### MATERIAL SHOWN
------------------------------------

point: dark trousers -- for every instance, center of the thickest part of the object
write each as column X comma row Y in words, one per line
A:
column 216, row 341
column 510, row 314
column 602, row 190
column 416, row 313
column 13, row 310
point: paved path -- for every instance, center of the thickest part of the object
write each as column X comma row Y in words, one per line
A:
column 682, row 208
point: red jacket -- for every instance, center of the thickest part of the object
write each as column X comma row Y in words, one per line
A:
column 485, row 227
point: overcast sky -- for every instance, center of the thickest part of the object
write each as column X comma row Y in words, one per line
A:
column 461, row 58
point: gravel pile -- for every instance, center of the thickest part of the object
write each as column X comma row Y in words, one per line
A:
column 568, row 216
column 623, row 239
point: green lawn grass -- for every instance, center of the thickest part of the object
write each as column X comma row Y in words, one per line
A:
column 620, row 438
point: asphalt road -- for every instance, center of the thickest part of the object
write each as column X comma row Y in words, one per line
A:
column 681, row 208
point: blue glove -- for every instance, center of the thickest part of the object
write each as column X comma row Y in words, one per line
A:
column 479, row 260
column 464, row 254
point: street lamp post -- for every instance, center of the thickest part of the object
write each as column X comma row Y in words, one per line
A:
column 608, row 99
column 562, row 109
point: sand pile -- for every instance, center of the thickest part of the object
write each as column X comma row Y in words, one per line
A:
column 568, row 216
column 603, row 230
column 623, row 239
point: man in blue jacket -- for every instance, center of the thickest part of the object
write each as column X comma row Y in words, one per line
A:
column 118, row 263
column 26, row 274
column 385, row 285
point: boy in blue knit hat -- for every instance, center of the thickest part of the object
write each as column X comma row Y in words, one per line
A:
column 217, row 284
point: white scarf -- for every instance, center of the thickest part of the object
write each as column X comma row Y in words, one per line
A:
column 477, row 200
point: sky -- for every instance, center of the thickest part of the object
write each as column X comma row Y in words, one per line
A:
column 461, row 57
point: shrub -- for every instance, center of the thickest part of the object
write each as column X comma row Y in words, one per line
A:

------------------------------------

### TASK TO CARRY OUT
From the data above, reproduce word for word the lines running from the line with "point: green lawn" to the line with "point: sand pile", ends included.

### ANSWER TO THE PROBLEM
point: green lawn grass -- for every instance, center of the thickest part of the object
write each as column X comma row Y in words, one per line
A:
column 620, row 438
point: asphalt road -- for every instance, center of the thickest part of the object
write each as column X comma row Y in words, one per line
A:
column 681, row 208
point: blue glove -- for every instance, center of the thickest part of the object
write each as column X comma row Y in words, one per line
A:
column 479, row 260
column 464, row 254
point: street lamp post -- for every instance, center of the thickest part of the object
write each as column X comma row Y in words, one per line
A:
column 608, row 99
column 562, row 109
point: sand pile -- for every instance, center of the thickest part of the object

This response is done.